REQUIREMENT 1 - Pick out every line in the entries below that contains the string "sticker", and note that case counts.

DOCUMENT TEXT -
Section 6.8  Special Provisions Relating to the Holders of Incentive Distribution Rights.  Notwithstanding anything to the contrary set forth in this Agreement, the holders of the Incentive Distribution Rights (a) shall (i) possess the rights and obligations provided in this Agreement with respect to a Limited Partner pursuant to Article III and Article VII and (ii) have a Capital Account as a Partner pursuant to Section 5.5 and all other provisions related thereto and (b) shall not (i) be entitled to vote on any matters requiring the approval or vote of the holders of Outstanding Units, except as provided by law, (ii) be entitled to any distributions other than as provided in Section 6.4(a)(v), Section 6.4(a)(vi), Section 6.4(b)(iii), Section 6.4(b)(iv), and Section 12.4 or (iii) be allocated items of income, gain, loss or deduction other than as specified in this Article VI.

REQUIREMENT 2 - Duplicate the stretch of the agreement excerpt above from "Section 6.8  Special Provisions Relating" through "in this Article VI.".

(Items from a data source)
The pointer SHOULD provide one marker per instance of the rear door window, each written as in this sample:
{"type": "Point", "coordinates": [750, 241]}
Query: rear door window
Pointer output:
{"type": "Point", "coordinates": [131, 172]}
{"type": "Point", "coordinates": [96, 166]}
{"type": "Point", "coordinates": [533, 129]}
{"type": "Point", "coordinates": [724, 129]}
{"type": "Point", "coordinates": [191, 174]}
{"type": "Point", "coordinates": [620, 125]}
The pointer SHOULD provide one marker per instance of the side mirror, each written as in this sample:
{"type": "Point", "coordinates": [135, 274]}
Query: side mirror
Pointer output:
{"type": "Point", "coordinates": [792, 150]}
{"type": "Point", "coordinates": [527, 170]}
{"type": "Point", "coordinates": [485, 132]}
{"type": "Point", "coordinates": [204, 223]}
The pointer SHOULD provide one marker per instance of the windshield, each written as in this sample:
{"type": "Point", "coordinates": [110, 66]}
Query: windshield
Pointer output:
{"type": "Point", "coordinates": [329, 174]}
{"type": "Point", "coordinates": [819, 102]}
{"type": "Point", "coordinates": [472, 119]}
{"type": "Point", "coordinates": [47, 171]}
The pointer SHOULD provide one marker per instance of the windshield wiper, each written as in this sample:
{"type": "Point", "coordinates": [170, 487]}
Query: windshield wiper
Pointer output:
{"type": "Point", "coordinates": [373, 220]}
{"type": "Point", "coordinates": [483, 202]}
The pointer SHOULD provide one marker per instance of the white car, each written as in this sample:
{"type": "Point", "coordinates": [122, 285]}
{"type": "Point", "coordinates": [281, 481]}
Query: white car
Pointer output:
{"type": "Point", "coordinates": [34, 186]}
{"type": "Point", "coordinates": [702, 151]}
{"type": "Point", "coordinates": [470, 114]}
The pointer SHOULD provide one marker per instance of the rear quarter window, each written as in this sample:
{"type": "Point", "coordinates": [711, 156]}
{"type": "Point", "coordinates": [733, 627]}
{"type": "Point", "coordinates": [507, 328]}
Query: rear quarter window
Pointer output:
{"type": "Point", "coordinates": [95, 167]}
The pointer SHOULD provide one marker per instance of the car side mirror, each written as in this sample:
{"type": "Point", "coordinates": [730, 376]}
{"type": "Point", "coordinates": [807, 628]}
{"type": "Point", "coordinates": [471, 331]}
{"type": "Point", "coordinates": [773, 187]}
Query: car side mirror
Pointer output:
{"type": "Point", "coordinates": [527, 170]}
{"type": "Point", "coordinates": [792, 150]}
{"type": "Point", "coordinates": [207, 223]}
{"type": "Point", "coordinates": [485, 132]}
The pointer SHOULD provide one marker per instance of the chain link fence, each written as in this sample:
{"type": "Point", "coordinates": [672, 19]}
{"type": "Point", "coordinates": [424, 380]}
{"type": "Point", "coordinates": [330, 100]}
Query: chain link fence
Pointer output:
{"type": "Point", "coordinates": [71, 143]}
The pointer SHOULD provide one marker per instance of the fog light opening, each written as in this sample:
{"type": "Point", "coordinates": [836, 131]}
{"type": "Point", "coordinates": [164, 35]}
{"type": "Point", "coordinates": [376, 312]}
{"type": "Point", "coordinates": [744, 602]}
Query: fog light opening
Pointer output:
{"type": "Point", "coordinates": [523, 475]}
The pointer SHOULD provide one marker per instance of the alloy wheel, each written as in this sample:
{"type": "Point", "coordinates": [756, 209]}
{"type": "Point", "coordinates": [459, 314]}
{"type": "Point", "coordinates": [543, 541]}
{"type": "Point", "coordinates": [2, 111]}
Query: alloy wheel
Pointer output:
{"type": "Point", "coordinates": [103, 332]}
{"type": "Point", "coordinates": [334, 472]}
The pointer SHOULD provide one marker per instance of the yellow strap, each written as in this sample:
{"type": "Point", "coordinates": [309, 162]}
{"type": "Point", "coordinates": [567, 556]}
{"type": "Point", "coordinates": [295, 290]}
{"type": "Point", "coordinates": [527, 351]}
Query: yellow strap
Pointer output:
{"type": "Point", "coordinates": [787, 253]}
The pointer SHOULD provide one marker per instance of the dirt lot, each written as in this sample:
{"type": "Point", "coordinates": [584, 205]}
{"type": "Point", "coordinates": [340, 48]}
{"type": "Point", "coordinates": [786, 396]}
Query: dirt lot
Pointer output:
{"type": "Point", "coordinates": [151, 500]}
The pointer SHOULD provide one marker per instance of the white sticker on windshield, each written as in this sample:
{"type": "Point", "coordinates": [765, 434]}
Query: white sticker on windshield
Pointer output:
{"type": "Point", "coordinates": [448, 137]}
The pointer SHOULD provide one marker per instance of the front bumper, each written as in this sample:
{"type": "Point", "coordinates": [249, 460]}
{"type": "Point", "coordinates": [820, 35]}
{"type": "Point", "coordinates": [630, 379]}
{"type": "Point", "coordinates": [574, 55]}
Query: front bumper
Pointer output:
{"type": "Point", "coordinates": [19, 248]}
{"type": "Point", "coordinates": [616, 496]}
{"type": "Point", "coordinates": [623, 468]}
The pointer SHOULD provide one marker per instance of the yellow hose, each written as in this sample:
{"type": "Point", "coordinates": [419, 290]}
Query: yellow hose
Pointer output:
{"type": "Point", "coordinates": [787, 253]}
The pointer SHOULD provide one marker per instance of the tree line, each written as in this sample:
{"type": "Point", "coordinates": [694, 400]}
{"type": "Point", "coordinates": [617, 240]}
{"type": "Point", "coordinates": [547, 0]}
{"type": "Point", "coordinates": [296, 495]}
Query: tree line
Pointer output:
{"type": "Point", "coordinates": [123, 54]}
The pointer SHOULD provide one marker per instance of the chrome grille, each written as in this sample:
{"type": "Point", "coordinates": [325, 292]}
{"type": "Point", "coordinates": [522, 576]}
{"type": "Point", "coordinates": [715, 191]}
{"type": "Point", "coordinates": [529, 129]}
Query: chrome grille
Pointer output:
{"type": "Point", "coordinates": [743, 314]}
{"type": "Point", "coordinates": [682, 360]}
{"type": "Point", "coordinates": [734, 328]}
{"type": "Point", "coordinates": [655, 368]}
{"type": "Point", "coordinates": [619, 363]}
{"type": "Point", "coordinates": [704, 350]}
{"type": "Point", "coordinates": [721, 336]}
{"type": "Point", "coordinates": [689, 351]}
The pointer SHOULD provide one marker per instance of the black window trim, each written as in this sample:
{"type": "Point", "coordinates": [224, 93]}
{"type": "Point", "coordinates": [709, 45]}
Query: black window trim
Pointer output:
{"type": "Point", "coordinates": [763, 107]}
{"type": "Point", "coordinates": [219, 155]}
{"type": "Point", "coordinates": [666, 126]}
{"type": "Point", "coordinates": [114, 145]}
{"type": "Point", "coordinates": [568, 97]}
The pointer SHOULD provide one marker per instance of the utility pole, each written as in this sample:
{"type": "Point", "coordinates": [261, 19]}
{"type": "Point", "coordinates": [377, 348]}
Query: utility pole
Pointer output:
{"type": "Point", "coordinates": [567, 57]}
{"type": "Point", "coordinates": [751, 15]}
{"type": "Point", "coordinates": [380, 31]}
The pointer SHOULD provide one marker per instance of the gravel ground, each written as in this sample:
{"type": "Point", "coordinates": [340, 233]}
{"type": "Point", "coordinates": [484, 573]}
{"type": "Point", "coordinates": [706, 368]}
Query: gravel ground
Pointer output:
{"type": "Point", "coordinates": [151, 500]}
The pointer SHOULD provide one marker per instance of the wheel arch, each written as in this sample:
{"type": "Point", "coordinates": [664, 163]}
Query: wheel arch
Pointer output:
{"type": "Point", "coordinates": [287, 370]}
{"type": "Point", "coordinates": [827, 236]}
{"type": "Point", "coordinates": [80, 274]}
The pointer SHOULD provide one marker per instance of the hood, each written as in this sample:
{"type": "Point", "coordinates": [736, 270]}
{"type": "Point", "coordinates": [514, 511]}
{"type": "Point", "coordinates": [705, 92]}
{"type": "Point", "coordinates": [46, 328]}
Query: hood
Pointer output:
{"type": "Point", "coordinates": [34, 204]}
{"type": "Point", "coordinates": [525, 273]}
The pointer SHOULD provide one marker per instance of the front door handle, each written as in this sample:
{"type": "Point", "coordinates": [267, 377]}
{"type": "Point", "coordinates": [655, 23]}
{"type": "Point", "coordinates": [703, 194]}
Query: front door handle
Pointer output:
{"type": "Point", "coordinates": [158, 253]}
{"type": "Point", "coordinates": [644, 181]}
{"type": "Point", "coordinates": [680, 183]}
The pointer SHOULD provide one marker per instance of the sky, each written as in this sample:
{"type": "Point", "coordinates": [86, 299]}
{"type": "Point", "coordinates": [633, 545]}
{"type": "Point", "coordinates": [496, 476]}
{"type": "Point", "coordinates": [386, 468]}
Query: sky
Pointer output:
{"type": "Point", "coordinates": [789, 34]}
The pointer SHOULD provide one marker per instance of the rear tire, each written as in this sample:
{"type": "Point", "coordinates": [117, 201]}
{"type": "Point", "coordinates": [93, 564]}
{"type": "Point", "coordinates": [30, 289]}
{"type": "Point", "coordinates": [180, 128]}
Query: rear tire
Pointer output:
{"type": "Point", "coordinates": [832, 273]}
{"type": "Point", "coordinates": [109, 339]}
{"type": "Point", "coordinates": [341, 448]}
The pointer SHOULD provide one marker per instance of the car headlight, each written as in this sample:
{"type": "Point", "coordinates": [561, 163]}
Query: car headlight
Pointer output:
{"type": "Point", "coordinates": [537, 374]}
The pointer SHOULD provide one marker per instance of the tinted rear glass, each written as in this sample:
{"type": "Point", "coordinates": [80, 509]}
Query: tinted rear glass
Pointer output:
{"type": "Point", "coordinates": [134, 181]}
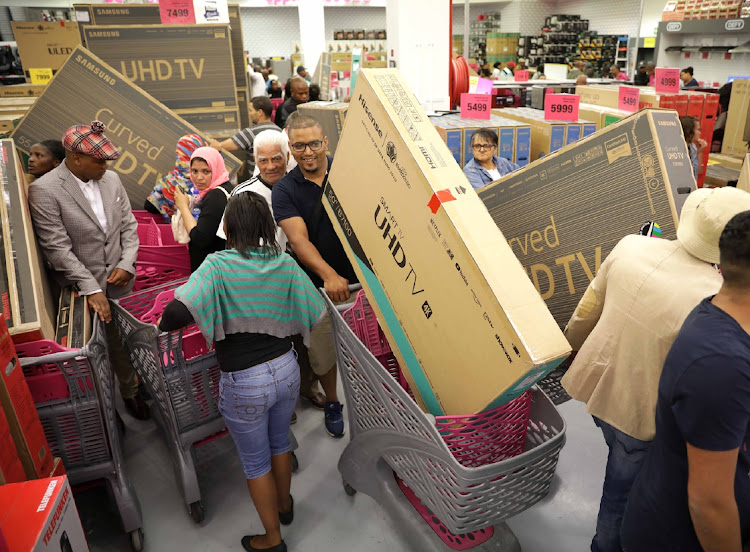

WRITTEN RESPONSE 1 -
The pointer SHOULD provide one marker per instance of the white sticker on windshield, each written as in this sample:
Query: white sticker on windshield

WRITTEN RESPONSE 2 -
Section 6.8  Special Provisions Relating to the Holders of Incentive Distribution Rights.  Notwithstanding anything to the contrary set forth in this Agreement, the holders of the Incentive Distribution Rights (a) shall (i) possess the rights and obligations provided in this Agreement with respect to a Limited Partner pursuant to Article III and Article VII and (ii) have a Capital Account as a Partner pursuant to Section 5.5 and all other provisions related thereto and (b) shall not (i) be entitled to vote on any matters requiring the approval or vote of the holders of Outstanding Units, except as provided by law, (ii) be entitled to any distributions other than as provided in Section 6.4(a)(v), Section 6.4(a)(vi), Section 6.4(b)(iii), Section 6.4(b)(iv), and Section 12.4 or (iii) be allocated items of income, gain, loss or deduction other than as specified in this Article VI.